*Provided text:*
——————————

Description
Delicious and moist carrot cake bars topped with a creamy frosting and toasted pecans. These bars are perfect for any occasion, from a casual family gathering to a special celebration.
Ingredients
Units
Scale
Bars:
- 3/4 cup (172g) unsalted butter, melted and cooled slightly
- 1/2 cup (107g) packed brown sugar (light or dark)
- 1/2 cup (100g) granulated sugar
- 1 large egg plus 1 egg yolk
- 1 1/2 teaspoons pure vanilla extract
- 1 1/3 cup (170g) all-purpose flour, spooned and leveled
- 2 1/2 teaspoons ground cinnamon
- 1 teaspoon ground ginger
- 1/2 teaspoon ground nutmeg
- 1/2 teaspoon salt
- 1 scant teaspoon baking powder
- 1 cup (100g) shredded carrots, loosely measured, not packed
- 1/2 cup (65g) finely chopped toasted pecans
Frosting:
- 4 oz cream cheese, softened
- 4 tablespoons (57g) unsalted butter, softened
- 1 1/2 cups (187g) powdered sugar
- 1/2 teaspoon pure vanilla extract
- finely chopped toasted pecans (optional garnish)
Instructions
- Bars: Preheat oven to 350°F. Line a 9×9 square pan with foil or parchment paper and grease it. Whisk melted butter, brown sugar, and granulated sugar. Add eggs and vanilla. In another bowl, mix flour, spices, salt, and baking powder. Combine wet and dry ingredients, then fold in carrots and pecans. Spread batter in pan and bake for 22-26 minutes. Cool completely on a wire rack.

——————————

*Entries supplied:*
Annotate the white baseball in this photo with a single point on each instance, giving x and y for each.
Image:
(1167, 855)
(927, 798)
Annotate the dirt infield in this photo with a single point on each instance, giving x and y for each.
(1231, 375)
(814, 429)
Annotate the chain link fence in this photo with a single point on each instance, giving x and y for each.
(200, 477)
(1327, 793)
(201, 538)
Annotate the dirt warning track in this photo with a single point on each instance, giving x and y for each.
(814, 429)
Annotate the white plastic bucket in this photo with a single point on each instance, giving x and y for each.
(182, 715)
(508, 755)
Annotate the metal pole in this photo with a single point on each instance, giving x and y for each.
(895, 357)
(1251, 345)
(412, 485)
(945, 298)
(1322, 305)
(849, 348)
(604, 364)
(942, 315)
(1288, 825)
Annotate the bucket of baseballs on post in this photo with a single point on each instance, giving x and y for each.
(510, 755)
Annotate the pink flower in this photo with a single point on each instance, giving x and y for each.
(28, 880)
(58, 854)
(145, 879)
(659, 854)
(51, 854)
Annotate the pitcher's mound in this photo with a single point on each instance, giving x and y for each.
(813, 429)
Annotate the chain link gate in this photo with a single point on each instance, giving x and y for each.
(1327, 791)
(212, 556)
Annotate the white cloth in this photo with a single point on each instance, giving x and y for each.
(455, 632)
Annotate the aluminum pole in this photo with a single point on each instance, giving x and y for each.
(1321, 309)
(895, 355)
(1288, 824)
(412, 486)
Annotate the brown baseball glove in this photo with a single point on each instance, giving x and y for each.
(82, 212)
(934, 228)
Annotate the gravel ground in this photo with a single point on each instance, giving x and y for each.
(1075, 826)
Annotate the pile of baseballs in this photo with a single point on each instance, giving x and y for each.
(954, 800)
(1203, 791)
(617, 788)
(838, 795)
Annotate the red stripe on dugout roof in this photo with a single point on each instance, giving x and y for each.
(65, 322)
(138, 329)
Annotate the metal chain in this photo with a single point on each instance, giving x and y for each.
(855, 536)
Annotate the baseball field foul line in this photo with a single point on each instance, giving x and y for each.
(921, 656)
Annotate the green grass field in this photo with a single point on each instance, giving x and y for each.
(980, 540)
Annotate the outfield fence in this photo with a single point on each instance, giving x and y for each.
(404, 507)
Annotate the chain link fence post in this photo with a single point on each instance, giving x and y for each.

——————————

*Actions to take:*
1 - In the carrot cake bar recipe, how long should the bars bake?
2 - Return the part of the carrot cake bar recipe that starts at "Description" and ends at "a special celebration.", copied word for word.

*Answers for each item:*
1 - 22 to 26 minutes.

2 -
Description
Delicious and moist carrot cake bars topped with a creamy frosting and toasted pecans. These bars are perfect for any occasion, from a casual family gathering to a special celebration.